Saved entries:
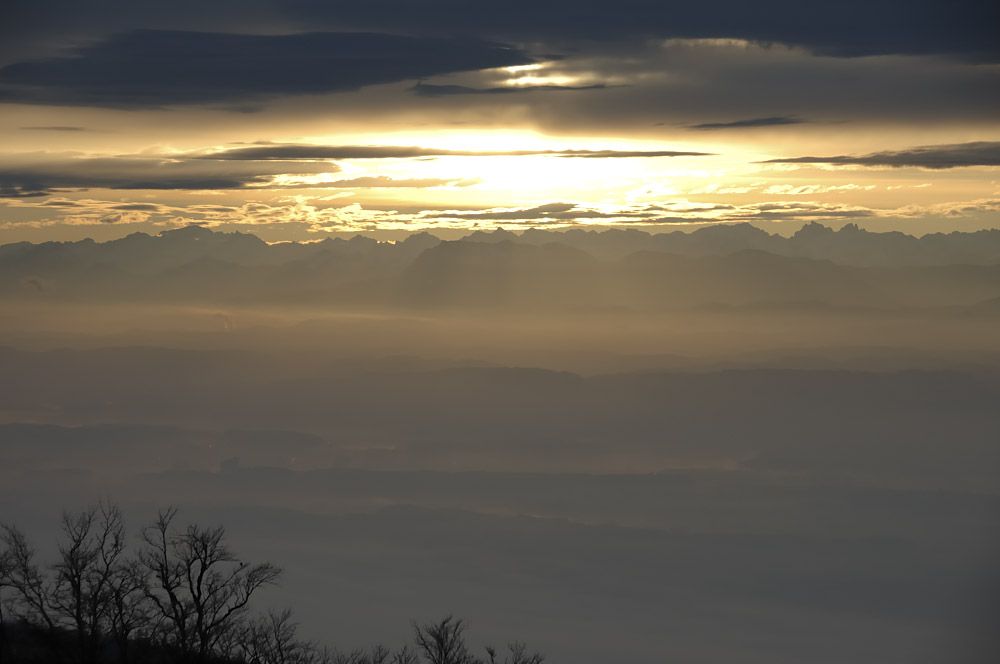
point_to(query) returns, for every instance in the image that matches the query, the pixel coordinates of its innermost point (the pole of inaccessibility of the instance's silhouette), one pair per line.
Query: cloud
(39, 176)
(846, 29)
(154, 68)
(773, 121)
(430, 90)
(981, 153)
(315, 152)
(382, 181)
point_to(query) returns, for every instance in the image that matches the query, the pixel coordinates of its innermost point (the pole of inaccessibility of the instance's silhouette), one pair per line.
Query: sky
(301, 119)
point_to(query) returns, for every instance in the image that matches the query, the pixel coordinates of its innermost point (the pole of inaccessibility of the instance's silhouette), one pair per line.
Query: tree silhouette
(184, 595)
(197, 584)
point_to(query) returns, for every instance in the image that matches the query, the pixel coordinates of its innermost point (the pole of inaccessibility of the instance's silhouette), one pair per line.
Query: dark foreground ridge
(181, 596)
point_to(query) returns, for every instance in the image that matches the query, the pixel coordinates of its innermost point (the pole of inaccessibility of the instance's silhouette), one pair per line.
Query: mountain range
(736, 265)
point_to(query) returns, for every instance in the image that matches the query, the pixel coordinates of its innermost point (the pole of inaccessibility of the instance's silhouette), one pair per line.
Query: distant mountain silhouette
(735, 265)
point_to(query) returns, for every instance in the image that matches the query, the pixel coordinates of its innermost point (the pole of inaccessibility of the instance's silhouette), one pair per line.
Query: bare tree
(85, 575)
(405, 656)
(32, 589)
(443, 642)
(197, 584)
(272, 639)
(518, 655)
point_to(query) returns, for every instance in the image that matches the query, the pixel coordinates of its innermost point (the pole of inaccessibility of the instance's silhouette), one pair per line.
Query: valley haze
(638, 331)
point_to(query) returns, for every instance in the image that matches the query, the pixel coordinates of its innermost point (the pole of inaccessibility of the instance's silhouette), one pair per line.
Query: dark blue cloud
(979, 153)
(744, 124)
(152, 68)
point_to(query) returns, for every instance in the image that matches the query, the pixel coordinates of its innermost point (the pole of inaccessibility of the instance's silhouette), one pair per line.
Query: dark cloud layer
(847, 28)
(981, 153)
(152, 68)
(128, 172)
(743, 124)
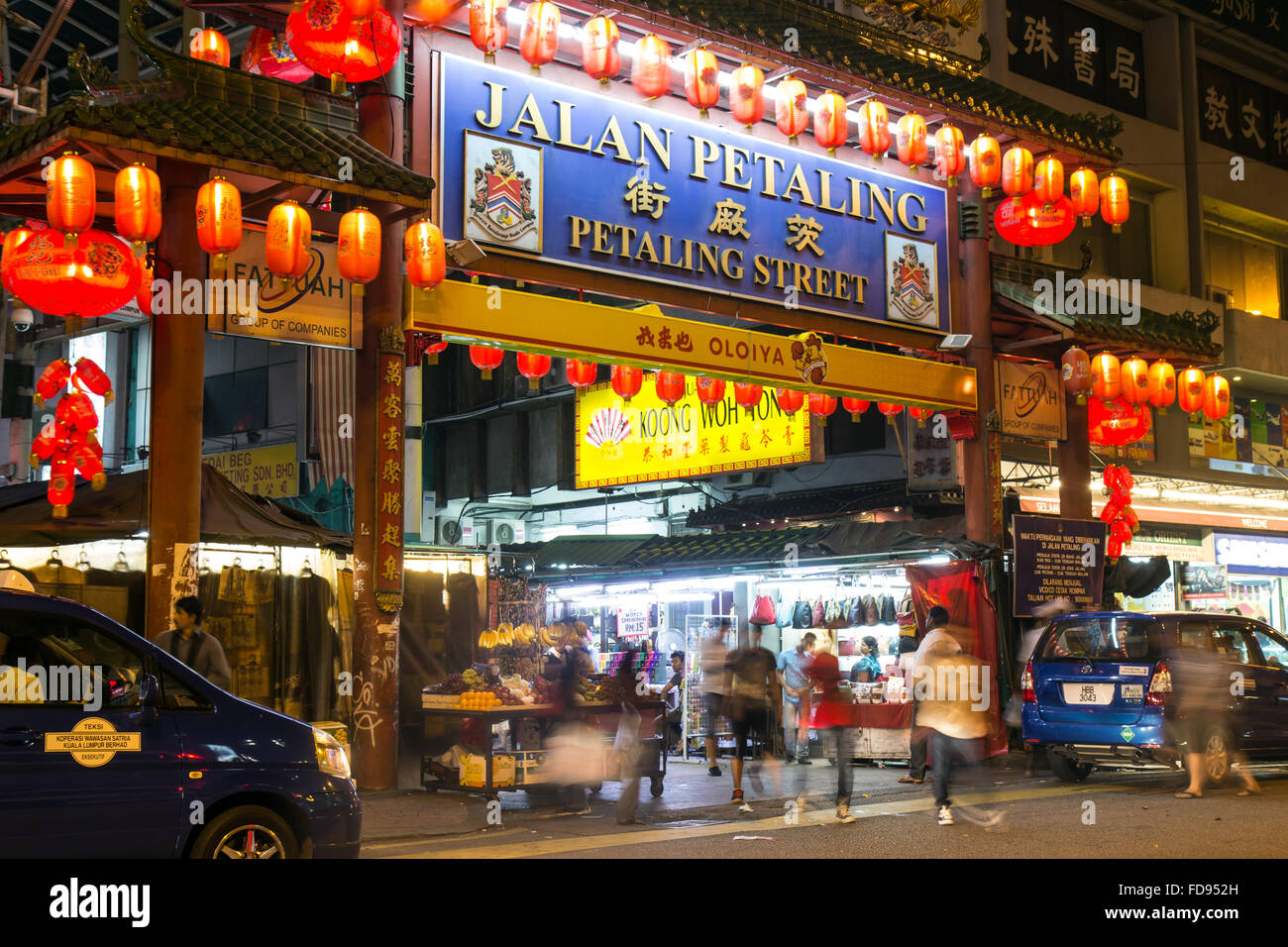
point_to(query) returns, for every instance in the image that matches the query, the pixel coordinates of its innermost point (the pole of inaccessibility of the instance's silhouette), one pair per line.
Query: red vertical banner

#### EXERCISE DETAILS
The answer must be an exact copy of the records, with no pictures in it.

#### YOUR RESPONSE
point_to(query) returns, for every instance in the image that matches the query, the pixel coordinates of its innermost point (the pole of inaccessibility of the instance's silhouette), one pair per line.
Query: cloud
(39, 176)
(846, 29)
(154, 68)
(773, 121)
(430, 90)
(981, 153)
(315, 152)
(382, 181)
point_to(query) returns, for every instance in the image that matches the query, the pixel coordinates of its innermost point (the pole of inaccessibility of the instance's silhouette), one pair per line.
Query: sky
(301, 119)
point_to(query) returns, for every instance in the image that matches the query, the pixel coordinates of its innermost point (the pole of inaccessibility of the instance's silhouette), one pair per line.
Query: tree silhouette
(184, 595)
(197, 584)
point_to(query) returns, for every instance in the image that matches the query, the pixel coordinates of its innermost point (the pole of inaccessibility of the instance's silhouette), one pair per line.
Query: dark foreground ridge
(181, 596)
point_to(query) returns, for every instance in the image that matches the query, the pixel coordinates of its innermost point (the pole of inaccessibility of the instance's silhouette), one pair per line.
Query: mountain range
(736, 265)
point_to(query) returns, for every instance in the image that matches the query, the pixel coordinates of its innermost point (the pole of inaccessibility of the instance's silhouette), one pair per line.
Query: distant mountain silhouette
(735, 265)
point_to(query) returns, for every instance in the image that matches the query, the pixel coordinates of its innermost point (the pole of inaccessibility of the instance's silhouette), one pair per line.
Query: bare tree
(85, 575)
(405, 656)
(32, 589)
(443, 642)
(197, 584)
(272, 639)
(518, 655)
point_to(query) returns, for every instance in the image that matches the query, the pixel coordinates of its innermost point (the pole of inaccessibility of the instance's silhouette), one pair per line.
Query: valley haze
(638, 331)
point_to(query) returns, for every instance in the image that matches the query, the pixel coordinates of its innermost point (the pole of inaccessibility of the instance's silhouette), one pair per line.
Query: dark blue cloud
(979, 153)
(744, 124)
(152, 68)
point_to(query) returns, for every instance in the image that matches the query, the pixel coordinates of its innermost point (the pole of inaccessibility of the instance's silhouette), one pair per line.
Query: dark cloud layer
(847, 28)
(981, 153)
(152, 68)
(128, 172)
(743, 124)
point_to(query) returns, for every instance in the image that matches the query, the pixel coordinates of its innermost point (the pole of inaccessibility of the instance's silhouette), one pair per line.
Query: red vertical banner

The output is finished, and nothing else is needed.